Source material
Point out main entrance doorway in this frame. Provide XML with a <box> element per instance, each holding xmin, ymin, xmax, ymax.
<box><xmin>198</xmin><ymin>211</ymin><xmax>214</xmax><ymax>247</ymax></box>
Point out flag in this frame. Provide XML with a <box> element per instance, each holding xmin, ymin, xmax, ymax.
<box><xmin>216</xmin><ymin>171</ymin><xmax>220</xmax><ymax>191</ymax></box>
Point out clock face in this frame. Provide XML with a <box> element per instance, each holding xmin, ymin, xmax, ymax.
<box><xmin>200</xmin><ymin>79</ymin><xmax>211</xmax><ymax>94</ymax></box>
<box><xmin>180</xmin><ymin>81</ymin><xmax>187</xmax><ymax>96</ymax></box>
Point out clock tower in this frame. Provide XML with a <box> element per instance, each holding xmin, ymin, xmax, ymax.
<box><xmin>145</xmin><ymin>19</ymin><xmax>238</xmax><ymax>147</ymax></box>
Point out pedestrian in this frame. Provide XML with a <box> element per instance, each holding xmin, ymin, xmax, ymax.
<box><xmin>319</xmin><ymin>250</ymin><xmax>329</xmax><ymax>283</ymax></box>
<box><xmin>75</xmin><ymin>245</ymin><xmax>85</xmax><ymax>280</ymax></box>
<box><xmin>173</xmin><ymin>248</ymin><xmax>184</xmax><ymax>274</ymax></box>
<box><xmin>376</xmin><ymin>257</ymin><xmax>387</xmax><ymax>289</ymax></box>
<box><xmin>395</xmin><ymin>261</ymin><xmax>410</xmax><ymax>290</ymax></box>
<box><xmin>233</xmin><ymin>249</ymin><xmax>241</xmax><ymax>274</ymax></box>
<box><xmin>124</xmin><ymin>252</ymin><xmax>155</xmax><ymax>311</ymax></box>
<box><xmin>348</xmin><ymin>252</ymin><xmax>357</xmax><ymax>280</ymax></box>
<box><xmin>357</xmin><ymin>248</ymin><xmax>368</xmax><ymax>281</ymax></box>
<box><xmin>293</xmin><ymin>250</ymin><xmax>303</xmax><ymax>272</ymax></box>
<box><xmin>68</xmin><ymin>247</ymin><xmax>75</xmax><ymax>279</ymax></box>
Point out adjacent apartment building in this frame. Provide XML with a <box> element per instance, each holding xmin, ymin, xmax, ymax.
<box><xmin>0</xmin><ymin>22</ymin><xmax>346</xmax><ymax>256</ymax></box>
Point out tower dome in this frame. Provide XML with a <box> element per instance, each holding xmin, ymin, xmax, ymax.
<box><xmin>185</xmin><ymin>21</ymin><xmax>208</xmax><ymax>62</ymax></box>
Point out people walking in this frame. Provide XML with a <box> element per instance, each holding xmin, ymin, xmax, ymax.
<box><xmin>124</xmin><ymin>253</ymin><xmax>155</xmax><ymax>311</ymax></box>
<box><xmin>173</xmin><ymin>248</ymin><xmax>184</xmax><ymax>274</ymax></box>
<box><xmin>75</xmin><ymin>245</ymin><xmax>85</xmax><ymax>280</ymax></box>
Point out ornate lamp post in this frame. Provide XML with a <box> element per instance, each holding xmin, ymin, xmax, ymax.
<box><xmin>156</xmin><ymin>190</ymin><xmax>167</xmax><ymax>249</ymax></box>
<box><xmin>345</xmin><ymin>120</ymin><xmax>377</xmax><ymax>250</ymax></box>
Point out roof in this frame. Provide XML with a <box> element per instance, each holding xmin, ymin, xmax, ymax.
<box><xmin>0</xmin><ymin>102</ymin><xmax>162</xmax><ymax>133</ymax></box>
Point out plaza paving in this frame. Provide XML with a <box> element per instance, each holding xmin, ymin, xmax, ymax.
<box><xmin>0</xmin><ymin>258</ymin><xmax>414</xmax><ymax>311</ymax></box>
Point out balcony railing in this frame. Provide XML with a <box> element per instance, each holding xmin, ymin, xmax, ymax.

What the exercise asks
Reproduce every entry above, character for character, with nothing changed.

Problem solution
Point out main entrance doorway in this frame. Provide XML with a <box> element per instance, each holding xmin, ymin, xmax, ymax.
<box><xmin>198</xmin><ymin>211</ymin><xmax>214</xmax><ymax>247</ymax></box>
Point out flag in this frame. Provide XML with a <box> element per instance, each holding xmin, ymin, xmax, ymax.
<box><xmin>216</xmin><ymin>171</ymin><xmax>220</xmax><ymax>191</ymax></box>
Point out clock face in this frame. Provide XML with a <box> element per instance, each holding xmin, ymin, xmax, ymax.
<box><xmin>200</xmin><ymin>79</ymin><xmax>211</xmax><ymax>94</ymax></box>
<box><xmin>180</xmin><ymin>81</ymin><xmax>187</xmax><ymax>96</ymax></box>
Point out clock tower in this frame. Provide XML with a <box> element per instance, each holding xmin, ymin, xmax, ymax.
<box><xmin>145</xmin><ymin>19</ymin><xmax>238</xmax><ymax>147</ymax></box>
Point out pedestrian in this frame. Provide XML with a <box> element per instance, each holding xmin, ymin, xmax, ymax.
<box><xmin>319</xmin><ymin>250</ymin><xmax>329</xmax><ymax>283</ymax></box>
<box><xmin>75</xmin><ymin>245</ymin><xmax>85</xmax><ymax>280</ymax></box>
<box><xmin>173</xmin><ymin>248</ymin><xmax>184</xmax><ymax>274</ymax></box>
<box><xmin>376</xmin><ymin>257</ymin><xmax>387</xmax><ymax>289</ymax></box>
<box><xmin>395</xmin><ymin>261</ymin><xmax>410</xmax><ymax>290</ymax></box>
<box><xmin>233</xmin><ymin>249</ymin><xmax>241</xmax><ymax>274</ymax></box>
<box><xmin>124</xmin><ymin>252</ymin><xmax>155</xmax><ymax>311</ymax></box>
<box><xmin>348</xmin><ymin>252</ymin><xmax>357</xmax><ymax>280</ymax></box>
<box><xmin>357</xmin><ymin>248</ymin><xmax>368</xmax><ymax>281</ymax></box>
<box><xmin>293</xmin><ymin>250</ymin><xmax>303</xmax><ymax>272</ymax></box>
<box><xmin>68</xmin><ymin>247</ymin><xmax>75</xmax><ymax>279</ymax></box>
Point out adjacent apartment building in this frame. Provide XML with a <box> element per instance, each holding xmin, ymin, xmax, ymax.
<box><xmin>0</xmin><ymin>22</ymin><xmax>346</xmax><ymax>256</ymax></box>
Point out tower dome in this frame. Provide XML with a <box> element per instance, each holding xmin, ymin, xmax, ymax.
<box><xmin>185</xmin><ymin>21</ymin><xmax>208</xmax><ymax>62</ymax></box>
Point out people walking in this frame. Provide XML with a <box> element per instance, each holding xmin, ymin, xmax, ymax.
<box><xmin>124</xmin><ymin>253</ymin><xmax>155</xmax><ymax>311</ymax></box>
<box><xmin>173</xmin><ymin>248</ymin><xmax>184</xmax><ymax>274</ymax></box>
<box><xmin>75</xmin><ymin>245</ymin><xmax>85</xmax><ymax>280</ymax></box>
Point out ornate lamp post in this frame. Provide XML with a <box> element per instance, each holding xmin, ymin, xmax, ymax.
<box><xmin>156</xmin><ymin>190</ymin><xmax>167</xmax><ymax>249</ymax></box>
<box><xmin>345</xmin><ymin>120</ymin><xmax>377</xmax><ymax>250</ymax></box>
Point out roof in this frame. Provide XML with a <box> element per instance, each holding xmin, ymin, xmax, ymax.
<box><xmin>0</xmin><ymin>102</ymin><xmax>162</xmax><ymax>133</ymax></box>
Point out plaza paving in this frame. Provide XML with a <box> element per instance, each holding xmin, ymin, xmax, ymax.
<box><xmin>0</xmin><ymin>258</ymin><xmax>414</xmax><ymax>311</ymax></box>
Point out balcony railing in this frame. Provide XML with a <box> element per instance, each holding xmin, ymin, xmax, ymax.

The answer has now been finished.